Written task:
Answer these questions from the case header below:
1. What is the decision date?
2. Which court heard the case?
3. Who served as Chief Judge on the panel?
* Start Selected excerpt *
Deering Milliken, Inc. v. Johnston

Decision Date13 October 1961
Docket NumberNo. 8375.,8375.
PartiesDEERING MILLIKEN, INC., a Corporation, Appellee, v. Reed JOHNSTON, as Regional Director of the National Labor Relations Board, Appellant.
CourtU.S. Court of Appeals — Fourth Circuit

James C. Paras, Atty., National Labor Relations Board, Washington, D. C. (Stuart Rothman, Gen. Counsel, Dominick L. Manoli, Associate Gen. Counsel, Marcel Mallet-Prevost, Asst. Gen. Counsel, and Marion L. Griffin, Atty., National Labor Relations Board, Washington, D. C., on brief), for appellant.

John R. Schoemer, Jr., New York City, and Thornton H. Brooks, Greensboro, N. C. (McLendon, Brim, Holderness & Brooks, Greensboro, N. C., and Townley, Updike, Carter & Rodgers, New York City, on brief), for appellee.

Before SOBELOFF, Chief Judge, and HAYNSWORTH and BOREMAN, Circuit Judges.

HAYNSWORTH, Circuit Judge.
* End Selected excerpt *
* Start Data section *
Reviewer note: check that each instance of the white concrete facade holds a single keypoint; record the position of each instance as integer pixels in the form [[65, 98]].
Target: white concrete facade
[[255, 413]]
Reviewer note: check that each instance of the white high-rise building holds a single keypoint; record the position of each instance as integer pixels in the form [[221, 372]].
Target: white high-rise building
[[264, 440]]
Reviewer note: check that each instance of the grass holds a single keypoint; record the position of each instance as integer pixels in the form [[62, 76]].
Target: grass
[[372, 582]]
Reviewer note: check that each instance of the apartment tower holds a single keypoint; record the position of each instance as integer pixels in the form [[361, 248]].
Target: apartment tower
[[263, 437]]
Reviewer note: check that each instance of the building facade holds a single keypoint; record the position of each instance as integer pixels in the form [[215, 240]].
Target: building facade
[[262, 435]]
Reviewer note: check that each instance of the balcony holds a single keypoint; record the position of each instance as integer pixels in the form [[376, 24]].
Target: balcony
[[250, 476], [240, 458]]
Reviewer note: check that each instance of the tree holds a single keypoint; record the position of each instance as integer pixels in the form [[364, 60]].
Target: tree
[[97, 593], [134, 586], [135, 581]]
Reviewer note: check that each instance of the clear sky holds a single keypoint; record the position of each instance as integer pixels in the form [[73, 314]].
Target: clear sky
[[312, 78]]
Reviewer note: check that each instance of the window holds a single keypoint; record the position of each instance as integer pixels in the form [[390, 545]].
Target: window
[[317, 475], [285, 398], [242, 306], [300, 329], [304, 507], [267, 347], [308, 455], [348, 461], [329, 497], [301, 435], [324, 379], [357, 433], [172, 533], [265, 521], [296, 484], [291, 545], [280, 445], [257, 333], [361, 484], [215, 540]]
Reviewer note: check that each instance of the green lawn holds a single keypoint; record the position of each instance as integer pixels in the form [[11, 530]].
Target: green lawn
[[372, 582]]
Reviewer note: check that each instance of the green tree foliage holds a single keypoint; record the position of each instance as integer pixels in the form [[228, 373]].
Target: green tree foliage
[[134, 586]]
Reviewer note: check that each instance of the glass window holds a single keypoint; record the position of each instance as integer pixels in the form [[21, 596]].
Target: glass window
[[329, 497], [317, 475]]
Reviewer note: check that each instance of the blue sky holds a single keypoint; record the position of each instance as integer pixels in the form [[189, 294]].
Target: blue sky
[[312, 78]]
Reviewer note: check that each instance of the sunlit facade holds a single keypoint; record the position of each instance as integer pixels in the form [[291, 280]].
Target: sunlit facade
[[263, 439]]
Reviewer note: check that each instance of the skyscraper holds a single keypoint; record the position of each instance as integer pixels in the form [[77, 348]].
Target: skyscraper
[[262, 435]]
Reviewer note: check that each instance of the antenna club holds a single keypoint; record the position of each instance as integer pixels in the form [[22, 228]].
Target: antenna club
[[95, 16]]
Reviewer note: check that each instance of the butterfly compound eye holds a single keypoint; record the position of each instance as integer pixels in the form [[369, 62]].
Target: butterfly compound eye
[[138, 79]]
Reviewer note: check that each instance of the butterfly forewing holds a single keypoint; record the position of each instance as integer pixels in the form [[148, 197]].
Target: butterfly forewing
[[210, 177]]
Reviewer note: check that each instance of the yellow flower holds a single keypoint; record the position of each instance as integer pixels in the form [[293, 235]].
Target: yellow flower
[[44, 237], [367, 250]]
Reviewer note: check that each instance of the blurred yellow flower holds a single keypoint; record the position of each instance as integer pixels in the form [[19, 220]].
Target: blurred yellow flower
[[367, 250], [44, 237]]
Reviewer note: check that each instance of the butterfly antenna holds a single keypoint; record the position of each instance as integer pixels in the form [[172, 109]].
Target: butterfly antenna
* End Data section *
Written answer:
1. 13 October 1961
2. U.S. Court of Appeals — Fourth Circuit
3. Sobeloff